Print, in exact form, the lines below from the one containing "power line in this photo." through the one containing "tile roof in this photo.", and omit all others.

Data extracted from a collection

____

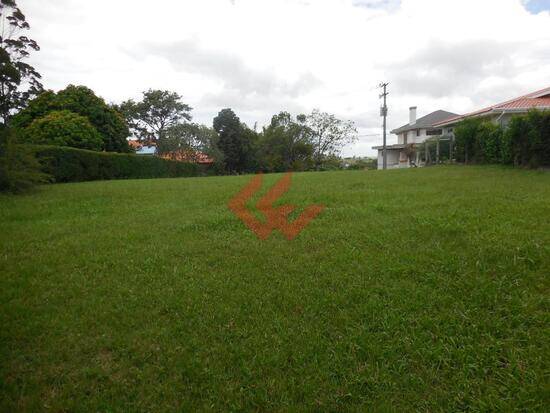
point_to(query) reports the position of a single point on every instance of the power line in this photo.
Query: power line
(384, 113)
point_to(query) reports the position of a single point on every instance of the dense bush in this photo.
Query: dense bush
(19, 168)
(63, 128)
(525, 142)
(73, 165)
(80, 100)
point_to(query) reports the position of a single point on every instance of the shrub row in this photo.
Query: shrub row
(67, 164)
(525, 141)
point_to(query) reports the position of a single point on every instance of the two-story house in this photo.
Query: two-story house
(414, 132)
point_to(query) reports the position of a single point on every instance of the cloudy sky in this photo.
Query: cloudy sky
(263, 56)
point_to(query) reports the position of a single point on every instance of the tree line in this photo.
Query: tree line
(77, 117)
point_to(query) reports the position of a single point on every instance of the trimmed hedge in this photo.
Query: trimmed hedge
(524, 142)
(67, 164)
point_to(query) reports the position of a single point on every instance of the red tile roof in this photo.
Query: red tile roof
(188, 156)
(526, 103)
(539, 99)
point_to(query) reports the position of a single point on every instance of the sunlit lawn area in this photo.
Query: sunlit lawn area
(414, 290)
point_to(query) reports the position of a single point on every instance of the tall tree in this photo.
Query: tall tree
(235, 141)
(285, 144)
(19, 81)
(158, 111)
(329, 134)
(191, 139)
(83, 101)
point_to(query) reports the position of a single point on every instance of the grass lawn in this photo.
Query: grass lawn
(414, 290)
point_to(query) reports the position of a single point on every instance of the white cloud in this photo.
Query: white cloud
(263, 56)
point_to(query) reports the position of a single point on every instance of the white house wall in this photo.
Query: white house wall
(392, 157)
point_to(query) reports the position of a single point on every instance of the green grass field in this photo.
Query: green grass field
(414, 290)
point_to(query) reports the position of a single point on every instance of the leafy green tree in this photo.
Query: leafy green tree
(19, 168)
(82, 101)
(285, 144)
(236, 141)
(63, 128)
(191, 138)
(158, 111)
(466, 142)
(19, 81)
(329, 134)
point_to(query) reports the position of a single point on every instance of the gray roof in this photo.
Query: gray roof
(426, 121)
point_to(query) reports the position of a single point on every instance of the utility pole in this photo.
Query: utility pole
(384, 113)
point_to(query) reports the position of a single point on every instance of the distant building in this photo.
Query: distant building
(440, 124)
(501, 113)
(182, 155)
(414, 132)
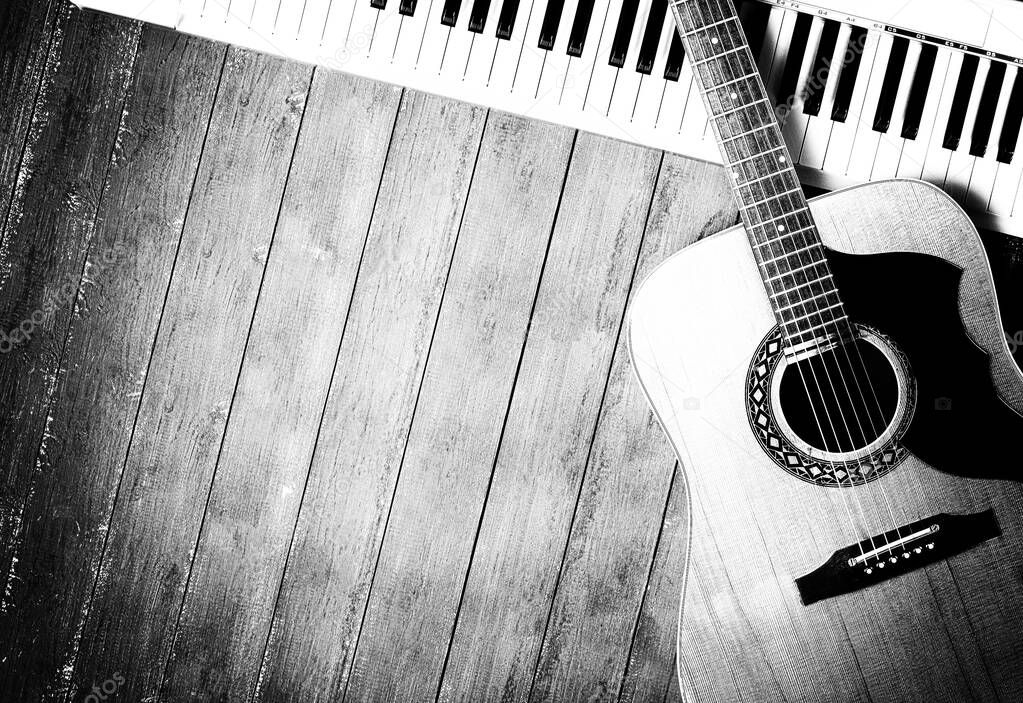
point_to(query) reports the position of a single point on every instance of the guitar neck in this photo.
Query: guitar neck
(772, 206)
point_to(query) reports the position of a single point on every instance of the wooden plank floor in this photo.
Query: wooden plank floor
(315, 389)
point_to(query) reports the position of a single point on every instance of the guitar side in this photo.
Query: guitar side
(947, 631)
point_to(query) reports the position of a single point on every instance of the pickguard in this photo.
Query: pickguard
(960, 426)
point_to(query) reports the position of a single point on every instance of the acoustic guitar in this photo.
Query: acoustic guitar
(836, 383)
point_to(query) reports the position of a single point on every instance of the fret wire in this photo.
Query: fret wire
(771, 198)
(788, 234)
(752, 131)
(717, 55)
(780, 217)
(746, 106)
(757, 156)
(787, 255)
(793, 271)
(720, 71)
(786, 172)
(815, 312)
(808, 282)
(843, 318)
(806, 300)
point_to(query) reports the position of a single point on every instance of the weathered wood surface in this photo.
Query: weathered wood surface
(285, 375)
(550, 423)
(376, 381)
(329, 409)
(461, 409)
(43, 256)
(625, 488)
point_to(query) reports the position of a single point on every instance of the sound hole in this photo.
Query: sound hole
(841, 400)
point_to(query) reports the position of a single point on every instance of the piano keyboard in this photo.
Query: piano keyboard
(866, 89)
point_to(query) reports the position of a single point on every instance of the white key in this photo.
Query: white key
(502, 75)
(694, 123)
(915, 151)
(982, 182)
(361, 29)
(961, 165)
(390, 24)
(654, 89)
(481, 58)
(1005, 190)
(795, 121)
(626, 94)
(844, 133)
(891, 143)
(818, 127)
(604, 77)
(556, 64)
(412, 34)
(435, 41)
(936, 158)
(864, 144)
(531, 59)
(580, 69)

____

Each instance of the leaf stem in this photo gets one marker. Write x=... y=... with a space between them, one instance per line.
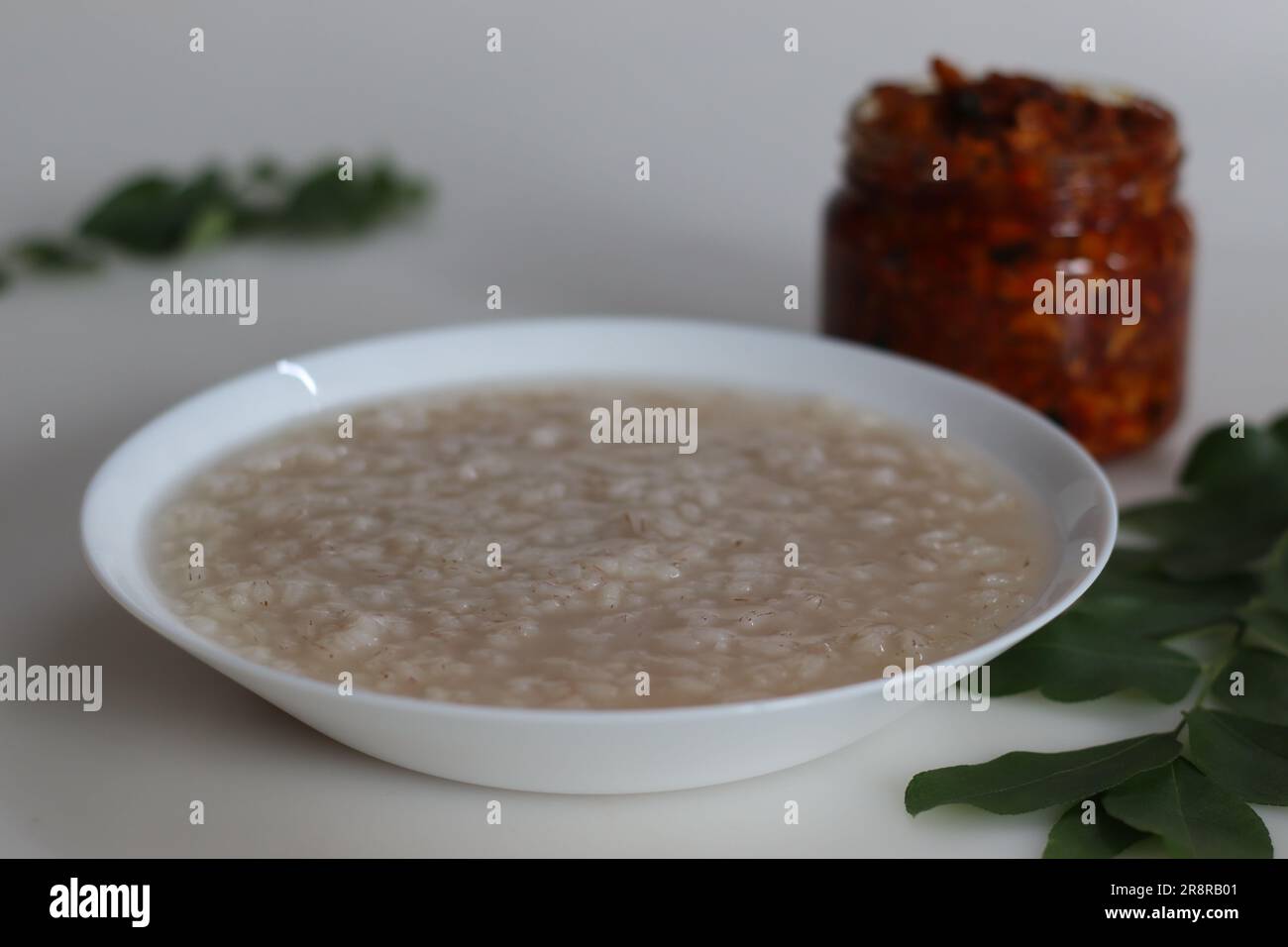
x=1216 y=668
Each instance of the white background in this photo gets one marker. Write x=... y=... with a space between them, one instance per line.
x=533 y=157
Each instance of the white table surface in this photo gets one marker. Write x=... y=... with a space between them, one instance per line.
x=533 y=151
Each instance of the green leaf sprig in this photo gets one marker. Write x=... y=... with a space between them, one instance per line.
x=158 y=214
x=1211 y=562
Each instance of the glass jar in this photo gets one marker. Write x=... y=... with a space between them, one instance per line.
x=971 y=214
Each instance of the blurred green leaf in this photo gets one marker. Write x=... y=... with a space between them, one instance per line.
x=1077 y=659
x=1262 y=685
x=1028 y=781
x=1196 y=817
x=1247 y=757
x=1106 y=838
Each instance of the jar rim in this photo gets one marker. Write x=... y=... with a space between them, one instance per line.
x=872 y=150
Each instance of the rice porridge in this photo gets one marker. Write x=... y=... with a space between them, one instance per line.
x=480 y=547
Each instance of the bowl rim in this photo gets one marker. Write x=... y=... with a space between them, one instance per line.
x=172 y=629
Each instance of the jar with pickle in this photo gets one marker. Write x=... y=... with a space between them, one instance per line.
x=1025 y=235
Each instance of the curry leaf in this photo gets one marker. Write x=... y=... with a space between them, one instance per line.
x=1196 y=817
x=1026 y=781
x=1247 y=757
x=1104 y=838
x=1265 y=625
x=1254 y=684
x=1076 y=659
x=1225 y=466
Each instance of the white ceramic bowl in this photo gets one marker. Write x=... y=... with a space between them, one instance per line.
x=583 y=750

____

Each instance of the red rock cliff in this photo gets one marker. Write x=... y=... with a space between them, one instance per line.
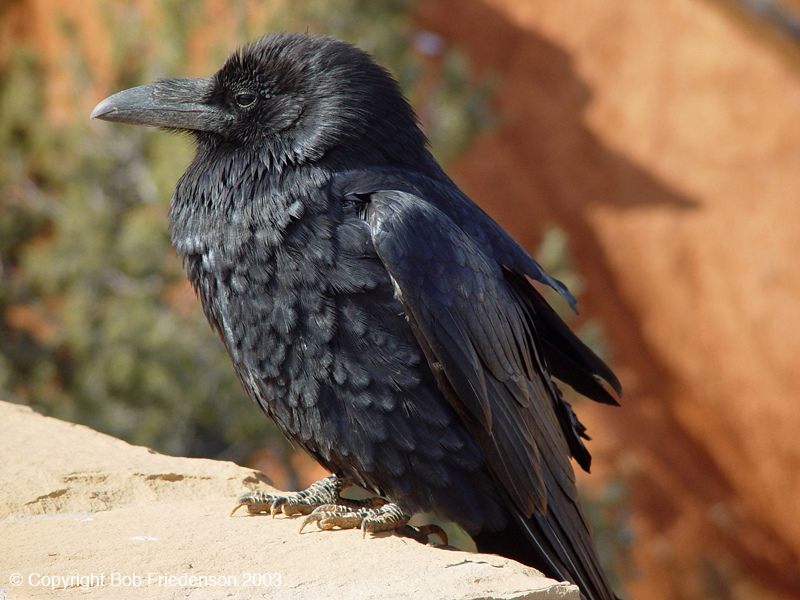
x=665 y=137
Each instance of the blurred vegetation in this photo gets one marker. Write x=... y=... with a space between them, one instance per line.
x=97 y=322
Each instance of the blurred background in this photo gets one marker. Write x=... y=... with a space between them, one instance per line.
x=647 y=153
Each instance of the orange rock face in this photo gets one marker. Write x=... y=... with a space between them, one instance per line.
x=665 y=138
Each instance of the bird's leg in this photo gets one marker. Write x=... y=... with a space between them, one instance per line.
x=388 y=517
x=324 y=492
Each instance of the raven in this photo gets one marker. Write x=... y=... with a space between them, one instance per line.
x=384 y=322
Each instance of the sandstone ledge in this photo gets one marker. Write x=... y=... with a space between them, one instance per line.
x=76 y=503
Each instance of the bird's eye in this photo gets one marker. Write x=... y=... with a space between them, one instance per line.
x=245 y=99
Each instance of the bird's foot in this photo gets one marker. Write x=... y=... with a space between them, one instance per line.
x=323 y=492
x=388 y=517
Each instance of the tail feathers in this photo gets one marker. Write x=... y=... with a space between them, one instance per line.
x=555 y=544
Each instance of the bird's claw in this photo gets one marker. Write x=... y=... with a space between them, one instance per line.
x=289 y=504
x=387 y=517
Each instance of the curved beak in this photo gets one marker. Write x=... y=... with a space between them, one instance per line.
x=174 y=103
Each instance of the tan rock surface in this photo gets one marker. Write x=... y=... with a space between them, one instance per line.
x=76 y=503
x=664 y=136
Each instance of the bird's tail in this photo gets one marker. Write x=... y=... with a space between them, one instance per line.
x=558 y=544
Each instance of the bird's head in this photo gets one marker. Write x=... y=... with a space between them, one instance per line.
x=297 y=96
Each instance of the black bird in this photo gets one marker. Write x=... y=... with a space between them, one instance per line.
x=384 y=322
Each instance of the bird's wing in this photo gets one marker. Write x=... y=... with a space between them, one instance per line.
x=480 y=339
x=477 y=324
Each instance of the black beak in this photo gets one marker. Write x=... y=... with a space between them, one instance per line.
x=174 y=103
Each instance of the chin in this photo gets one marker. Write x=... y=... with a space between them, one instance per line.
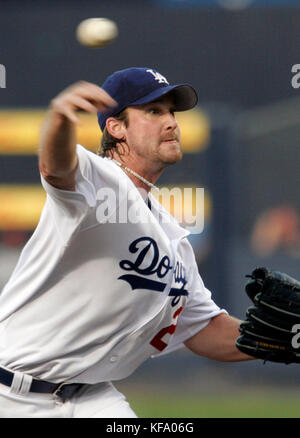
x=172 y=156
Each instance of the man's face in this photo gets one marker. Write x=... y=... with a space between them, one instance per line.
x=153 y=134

____

### Your solution:
point_to(query) reports the position of a single point on every instance of the power line in this photo.
Query: power line
(384, 113)
point_to(query) reports the position of a single point on every instance of the dense bush in this photo.
Query: dense bush
(19, 168)
(63, 128)
(525, 142)
(73, 165)
(80, 100)
point_to(query) reports the position of a single point on every instance of the shrub row in this photo.
Query: shrub row
(67, 164)
(525, 141)
point_to(query) reports the position of a single point on every instance of the two-story house in this photo.
Query: two-story house
(414, 132)
point_to(query) reports the position of a single point on every instance of the cloudy sky in this photo.
Query: cloudy sky
(263, 56)
point_to(query) reports the position of a single point on every instance of the tree line in this photo.
Query: tree line
(77, 117)
point_to(query) reports the position of a single point on every instance of the trimmed hedge in this photo.
Query: trimmed hedge
(524, 142)
(67, 164)
point_to(query) reports the position of a single point on every instance of the red tile roof in this photo.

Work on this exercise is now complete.